Passage for review section start

On Aug. 9, Democrat Mayor Jenny Durkan announced a COVID-19 vaccine mandate for all city employees, including members of the Seattle Police Department (SPD). Durkan made her announcement in lockstep with Washington Gov. Jay Inslee's vaccine mandate for state employees and healthcare and childcare workers.
"Vaccines are safe, effective and save lives," wrote Durkan in a tweet. "[City government employees] must be fully vaccinated by Oct. 18 to help us reopen safely while protecting employees and the public. We will evaluate plans based on science and King County Public Health guidance."
In response to the vaccine mandate, SPD officers across the city's precincts are organizing and encouraging one another to not comply with the vaccine mandate. They are even petitioning other officers to not hand over their vaccination records to the city government.
The pushback against the vaccine mandate is being led by a group of officers called SPD United. According to sources that spoke with The Post Millennial, SPD United is made up of both vaccinated and unvaccinated police officers that believe in the right of SPD officers to make their own choices regarding their health.
SPD United has put up posters in police precincts all over the city encouraging officers to unite against the vaccine mandate.
"Unite! Do not give your vaccination status!" reads one poster. "Hold this line. We rise and fall together." The poster had a QR link to a petition signed by police officers who are against the vaccine mandate.
SPD United has received a lot of pushback from their higher-ups within the SPD. At least one police captain has been reported ordering officers to take down SPD United posters in his precinct.
Despite this opposition, SPD United has not been deterred from continuing efforts to fight back against the mandate. According to one officer involved, the group is vowing to "hold the line."
"This mission is one of human rights, constitutional rights, civil liberties and freedom of choice," reads SPD United's mission statement on the group's website. The statement further reads:
"The freedoms of police officers have been and continue to be stripped away, one by one… [The city has] demanded private medical information so they can divide the department by those who are vaccinated and those who are not (for legal and religious medical reasons). This is medical apartheid, and as it actively tears our society apart, it will certainly do the same for SPD."

Passage for review section end
Record extracts section start

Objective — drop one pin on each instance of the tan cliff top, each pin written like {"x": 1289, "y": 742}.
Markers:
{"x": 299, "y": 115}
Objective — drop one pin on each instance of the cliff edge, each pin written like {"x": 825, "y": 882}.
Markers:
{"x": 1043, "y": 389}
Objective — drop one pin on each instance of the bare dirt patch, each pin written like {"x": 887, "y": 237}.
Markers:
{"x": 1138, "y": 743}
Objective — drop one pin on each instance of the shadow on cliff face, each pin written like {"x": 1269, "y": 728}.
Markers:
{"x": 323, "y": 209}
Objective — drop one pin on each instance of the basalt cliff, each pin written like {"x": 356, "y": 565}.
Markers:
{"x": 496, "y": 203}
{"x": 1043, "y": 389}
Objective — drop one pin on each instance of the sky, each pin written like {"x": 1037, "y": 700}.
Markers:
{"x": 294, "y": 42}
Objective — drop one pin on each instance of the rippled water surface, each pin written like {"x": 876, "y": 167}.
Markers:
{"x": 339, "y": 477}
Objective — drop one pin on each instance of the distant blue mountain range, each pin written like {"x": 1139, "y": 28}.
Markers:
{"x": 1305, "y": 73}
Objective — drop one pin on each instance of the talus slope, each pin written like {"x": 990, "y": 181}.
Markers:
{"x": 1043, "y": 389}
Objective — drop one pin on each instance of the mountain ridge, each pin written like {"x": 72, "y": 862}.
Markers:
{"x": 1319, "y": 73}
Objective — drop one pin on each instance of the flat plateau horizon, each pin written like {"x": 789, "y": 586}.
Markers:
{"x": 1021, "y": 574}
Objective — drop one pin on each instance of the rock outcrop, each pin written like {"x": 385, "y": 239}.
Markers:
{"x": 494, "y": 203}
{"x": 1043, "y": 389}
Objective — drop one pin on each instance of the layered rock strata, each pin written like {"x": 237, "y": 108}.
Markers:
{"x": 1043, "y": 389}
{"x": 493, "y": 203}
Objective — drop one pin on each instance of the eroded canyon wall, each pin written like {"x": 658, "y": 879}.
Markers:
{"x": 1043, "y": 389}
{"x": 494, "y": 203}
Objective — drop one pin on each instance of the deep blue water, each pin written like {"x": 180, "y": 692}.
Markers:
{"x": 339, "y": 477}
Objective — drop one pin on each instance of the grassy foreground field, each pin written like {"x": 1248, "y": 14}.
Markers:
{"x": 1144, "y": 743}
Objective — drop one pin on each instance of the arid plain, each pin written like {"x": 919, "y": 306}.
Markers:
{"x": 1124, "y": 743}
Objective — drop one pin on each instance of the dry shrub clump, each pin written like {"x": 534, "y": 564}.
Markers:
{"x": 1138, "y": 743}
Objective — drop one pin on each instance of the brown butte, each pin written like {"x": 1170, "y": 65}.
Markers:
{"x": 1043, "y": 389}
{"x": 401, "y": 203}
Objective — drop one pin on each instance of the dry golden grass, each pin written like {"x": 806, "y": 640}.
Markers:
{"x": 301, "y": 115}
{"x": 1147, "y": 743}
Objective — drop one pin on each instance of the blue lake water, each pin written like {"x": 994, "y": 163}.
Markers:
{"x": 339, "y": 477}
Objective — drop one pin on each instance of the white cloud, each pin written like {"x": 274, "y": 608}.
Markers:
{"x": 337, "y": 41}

Record extracts section end

◆ **Tasks for this exercise**:
[1] Answer these questions using the article on the Seattle police vaccine mandate:
(a) By what date must city employees be fully vaccinated?
(b) According to sources, which officers make up SPD United?
(c) What was at least one police captain reported ordering officers to do?
[2] Resume the article on the Seattle police vaccine mandate right after its last sentence.

◆ **Answers given**:
[1]
(a) Oct. 18.
(b) Both vaccinated and unvaccinated police officers.
(c) Take down SPD United posters in his precinct.

[2]
SPD United's website features a disclaimer that the anti-vaccine mandate effort is not endorsed by the Seattle Police Officers Guild (SPOG), the main police union that represents rank-and-file SPD officers. But back in August, SPOG President Mike Solan warned that the mandate could lead to terminations.
"If you are advocating for more police officers because you know crime is on the rise, you need more cops because of what the City Council did," he said during an interview. "Why are you threatening us with our jobs [if] you don't get this vaccination? It's unbelievable to me, it doesn't make any sense." (Related: Oregon firefighters, police officers sue Gov. Brown over covid vaccine mandate.)
If the vaccine mandate for Seattle city employees continues, over 200 SPD officers could lose their jobs because they are currently not vaccinated.
One of The Post Millennial's sources within the SPD believes the number of officers who could get terminated over the mandate is closer to 300. The nearly 100 other officers who will also be fired are the vaccinated officers who do not want to submit their private medical data to the city.
This means the SPD could lose anywhere between 10 to 20 percent of its current uniformed officers due to the vaccine mandate.
This is already on top of the 300 officers who quit or were fired after the Seattle City Council defunded the SPD.
The massive and sudden loss of police officers is expected to cause a domino effect, with more officers leaving the SPD because of the expected unsafe number of police officers on the streets to effectively keep the community and themselves safe.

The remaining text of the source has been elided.